抜粋 ->
熱いパッションがほとばしった、ネオソウルの雄と日本のフィメール・ソウル・シンガーの邂逅。
世代をつなぎ、ジャンルを超え、地域に橋を架ける都市型音楽フェス〈かわさきジャズ2017〉のラインナップに、Nao Yoshiokaが登場。しかも、今回はジル・スコットやミュージック・ソウルチャイルド、ヴィヴィアン・グリーン、ケイスらへの楽曲提供やジャジー・ジェフ作品への参加などでも知られる米・ニュージャージー出身のシンガー・ソングライター、エロ(Erro)ことエリック・ロバーソンがスペシャルゲストとして帯同するとのことで、ネオソウル/R&B好きとしては、なかなか来日が実現しないエリックの来日も兼ねた非常に興味深いものとなった。会場は川崎にあるミューザ川崎のシンフォニーホール。中央のステージを取り囲むような螺旋構造が特徴のホールで、ステージとの距離をあまり感じさせない臨場感と残響が程よく伝わる作りになっている良質のロケーションのなかで、フィラデルフィアから招いたバンドメンバーらを従えながら、ソウルフルなパフォーマンスを展開した。
イントロダクションを終えると、Nao Yoshiokaがステージイン。彼女の代表曲の一つ「Make the Change」からハイテンションでのパフォーマンス。それは彼女が偶然の出会いを機に日本での共演にまで漕ぎ着けたエリック・ロバーソンの存在が大きかったか。高鳴る胸の鼓動を抑えることなく、素直な感情を露わにしたような熱のこもったヴォーカルワークで、観客へも熱を与えていく。

課題 ->
抜粋のうち、「世代をつなぎ、ジャンルを超え」を含む語句から始めて「なパフォーマンスを展開した。」で止め、その部分の「シンフォニーホール」を「コンサートホール」に置き換えて書き直すこと。

データ部 ->
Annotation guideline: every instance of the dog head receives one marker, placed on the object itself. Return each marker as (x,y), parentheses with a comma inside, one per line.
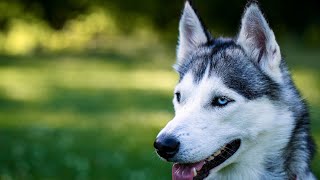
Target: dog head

解答 ->
世代をつなぎ、ジャンルを超え、地域に橋を架ける都市型音楽フェス〈かわさきジャズ2017〉のラインナップに、Nao Yoshiokaが登場。しかも、今回はジル・スコットやミュージック・ソウルチャイルド、ヴィヴィアン・グリーン、ケイスらへの楽曲提供やジャジー・ジェフ作品への参加などでも知られる米・ニュージャージー出身のシンガー・ソングライター、エロ(Erro)ことエリック・ロバーソンがスペシャルゲストとして帯同するとのことで、ネオソウル/R&B好きとしては、なかなか来日が実現しないエリックの来日も兼ねた非常に興味深いものとなった。会場は川崎にあるミューザ川崎のコンサートホール。中央のステージを取り囲むような螺旋構造が特徴のホールで、ステージとの距離をあまり感じさせない臨場感と残響が程よく伝わる作りになっている良質のロケーションのなかで、フィラデルフィアから招いたバンドメンバーらを従えながら、ソウルフルなパフォーマンスを展開した。